### SUPPLIED RECORDS ###

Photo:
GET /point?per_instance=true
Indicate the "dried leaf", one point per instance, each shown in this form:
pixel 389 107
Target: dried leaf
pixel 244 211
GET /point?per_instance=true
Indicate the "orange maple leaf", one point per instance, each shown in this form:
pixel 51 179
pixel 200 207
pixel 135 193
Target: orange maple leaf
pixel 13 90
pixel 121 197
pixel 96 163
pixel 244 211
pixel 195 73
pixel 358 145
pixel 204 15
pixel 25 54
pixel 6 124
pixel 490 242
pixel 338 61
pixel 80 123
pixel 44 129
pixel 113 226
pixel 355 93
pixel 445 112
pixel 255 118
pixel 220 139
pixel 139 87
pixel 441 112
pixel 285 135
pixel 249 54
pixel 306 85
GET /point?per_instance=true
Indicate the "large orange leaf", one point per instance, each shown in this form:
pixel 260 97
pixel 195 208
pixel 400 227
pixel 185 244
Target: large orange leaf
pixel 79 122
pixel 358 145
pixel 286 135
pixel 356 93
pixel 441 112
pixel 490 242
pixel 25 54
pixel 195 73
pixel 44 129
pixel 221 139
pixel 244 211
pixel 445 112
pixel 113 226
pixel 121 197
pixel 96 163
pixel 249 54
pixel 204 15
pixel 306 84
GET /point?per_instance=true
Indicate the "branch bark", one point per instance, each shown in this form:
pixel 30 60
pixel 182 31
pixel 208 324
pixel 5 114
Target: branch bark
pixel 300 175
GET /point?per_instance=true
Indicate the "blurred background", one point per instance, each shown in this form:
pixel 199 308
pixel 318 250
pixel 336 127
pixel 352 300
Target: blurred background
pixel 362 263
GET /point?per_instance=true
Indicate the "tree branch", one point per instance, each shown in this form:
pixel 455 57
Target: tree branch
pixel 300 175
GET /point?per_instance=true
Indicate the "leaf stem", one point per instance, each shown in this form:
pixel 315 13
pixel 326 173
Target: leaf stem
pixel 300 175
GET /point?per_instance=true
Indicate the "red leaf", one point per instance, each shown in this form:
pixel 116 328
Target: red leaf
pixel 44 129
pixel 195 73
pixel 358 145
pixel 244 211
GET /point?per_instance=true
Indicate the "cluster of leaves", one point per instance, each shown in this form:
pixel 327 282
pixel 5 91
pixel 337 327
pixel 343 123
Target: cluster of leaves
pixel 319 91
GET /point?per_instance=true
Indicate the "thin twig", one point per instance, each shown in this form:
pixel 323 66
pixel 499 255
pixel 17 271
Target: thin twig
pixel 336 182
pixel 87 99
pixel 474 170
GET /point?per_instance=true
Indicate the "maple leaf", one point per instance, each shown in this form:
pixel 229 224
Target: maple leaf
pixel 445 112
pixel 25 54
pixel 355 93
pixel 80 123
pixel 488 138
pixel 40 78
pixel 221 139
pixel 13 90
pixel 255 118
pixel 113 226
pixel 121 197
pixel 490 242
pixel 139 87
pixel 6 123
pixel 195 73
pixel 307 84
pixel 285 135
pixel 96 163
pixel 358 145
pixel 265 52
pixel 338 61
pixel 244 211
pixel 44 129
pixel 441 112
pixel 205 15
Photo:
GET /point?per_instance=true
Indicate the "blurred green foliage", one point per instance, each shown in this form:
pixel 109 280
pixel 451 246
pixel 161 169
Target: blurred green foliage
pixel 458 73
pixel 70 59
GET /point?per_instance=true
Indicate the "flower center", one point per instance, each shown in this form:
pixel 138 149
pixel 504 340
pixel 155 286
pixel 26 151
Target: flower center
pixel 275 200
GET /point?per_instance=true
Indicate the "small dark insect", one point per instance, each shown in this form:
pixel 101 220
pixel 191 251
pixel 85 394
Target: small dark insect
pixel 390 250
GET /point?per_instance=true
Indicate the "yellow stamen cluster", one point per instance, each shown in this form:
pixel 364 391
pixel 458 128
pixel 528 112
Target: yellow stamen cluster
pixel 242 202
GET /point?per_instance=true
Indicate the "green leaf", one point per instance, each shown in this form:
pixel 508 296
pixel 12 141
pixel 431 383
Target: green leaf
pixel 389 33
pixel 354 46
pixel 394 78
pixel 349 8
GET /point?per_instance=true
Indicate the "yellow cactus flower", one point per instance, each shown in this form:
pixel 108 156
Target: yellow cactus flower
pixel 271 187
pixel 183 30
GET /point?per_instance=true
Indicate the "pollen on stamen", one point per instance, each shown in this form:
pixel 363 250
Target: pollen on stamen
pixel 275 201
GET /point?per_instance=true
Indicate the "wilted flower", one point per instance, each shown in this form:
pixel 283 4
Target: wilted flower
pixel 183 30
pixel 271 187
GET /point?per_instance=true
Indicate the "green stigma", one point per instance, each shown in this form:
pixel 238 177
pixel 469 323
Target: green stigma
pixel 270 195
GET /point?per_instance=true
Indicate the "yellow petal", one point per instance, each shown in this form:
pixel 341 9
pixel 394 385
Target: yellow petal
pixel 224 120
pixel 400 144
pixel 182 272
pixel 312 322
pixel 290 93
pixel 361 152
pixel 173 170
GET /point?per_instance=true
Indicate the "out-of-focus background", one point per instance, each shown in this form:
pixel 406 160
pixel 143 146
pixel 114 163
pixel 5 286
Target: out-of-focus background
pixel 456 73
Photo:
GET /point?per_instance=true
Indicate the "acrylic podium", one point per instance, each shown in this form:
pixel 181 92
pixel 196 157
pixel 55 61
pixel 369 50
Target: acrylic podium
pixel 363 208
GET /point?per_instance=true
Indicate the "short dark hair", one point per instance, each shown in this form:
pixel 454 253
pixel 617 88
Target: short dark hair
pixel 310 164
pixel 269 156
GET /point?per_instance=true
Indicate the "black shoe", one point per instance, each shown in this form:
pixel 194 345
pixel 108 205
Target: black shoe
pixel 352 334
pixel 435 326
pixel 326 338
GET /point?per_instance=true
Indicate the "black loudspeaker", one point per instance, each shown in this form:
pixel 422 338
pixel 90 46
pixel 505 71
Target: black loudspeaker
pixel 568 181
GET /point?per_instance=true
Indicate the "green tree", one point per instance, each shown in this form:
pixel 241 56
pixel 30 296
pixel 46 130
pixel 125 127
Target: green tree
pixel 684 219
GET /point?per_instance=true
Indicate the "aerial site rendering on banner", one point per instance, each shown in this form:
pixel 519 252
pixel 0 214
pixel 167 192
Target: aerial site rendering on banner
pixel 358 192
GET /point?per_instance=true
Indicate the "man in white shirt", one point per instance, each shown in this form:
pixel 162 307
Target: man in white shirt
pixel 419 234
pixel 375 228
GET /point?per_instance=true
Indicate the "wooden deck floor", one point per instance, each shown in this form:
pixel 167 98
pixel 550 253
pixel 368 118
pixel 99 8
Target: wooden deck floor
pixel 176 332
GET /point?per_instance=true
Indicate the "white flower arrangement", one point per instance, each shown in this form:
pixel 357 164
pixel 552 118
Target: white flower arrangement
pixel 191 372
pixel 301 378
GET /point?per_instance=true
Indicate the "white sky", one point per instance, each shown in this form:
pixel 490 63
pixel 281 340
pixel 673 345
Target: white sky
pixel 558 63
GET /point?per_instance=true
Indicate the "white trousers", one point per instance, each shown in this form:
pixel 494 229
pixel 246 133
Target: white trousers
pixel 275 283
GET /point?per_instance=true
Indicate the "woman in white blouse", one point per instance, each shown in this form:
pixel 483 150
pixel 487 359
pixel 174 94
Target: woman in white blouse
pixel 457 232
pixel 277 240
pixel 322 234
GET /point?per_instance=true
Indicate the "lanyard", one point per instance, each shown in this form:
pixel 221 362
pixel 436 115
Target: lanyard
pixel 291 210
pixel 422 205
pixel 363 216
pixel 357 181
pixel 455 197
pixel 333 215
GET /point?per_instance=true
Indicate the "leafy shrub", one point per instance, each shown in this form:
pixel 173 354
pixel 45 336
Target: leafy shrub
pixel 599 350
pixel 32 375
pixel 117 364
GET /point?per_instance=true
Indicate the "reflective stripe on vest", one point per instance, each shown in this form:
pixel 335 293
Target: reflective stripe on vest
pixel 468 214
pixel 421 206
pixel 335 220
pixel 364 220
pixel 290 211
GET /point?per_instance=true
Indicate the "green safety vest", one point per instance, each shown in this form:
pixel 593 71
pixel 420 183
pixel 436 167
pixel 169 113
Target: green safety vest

###

WHAT YOU SHOULD DO:
Which lines above contain the word "stigma", with case counting? Return every one of them.

EXERCISE OUTPUT:
Indicate the "green stigma", one point per instance, each shown in this form:
Target: green stigma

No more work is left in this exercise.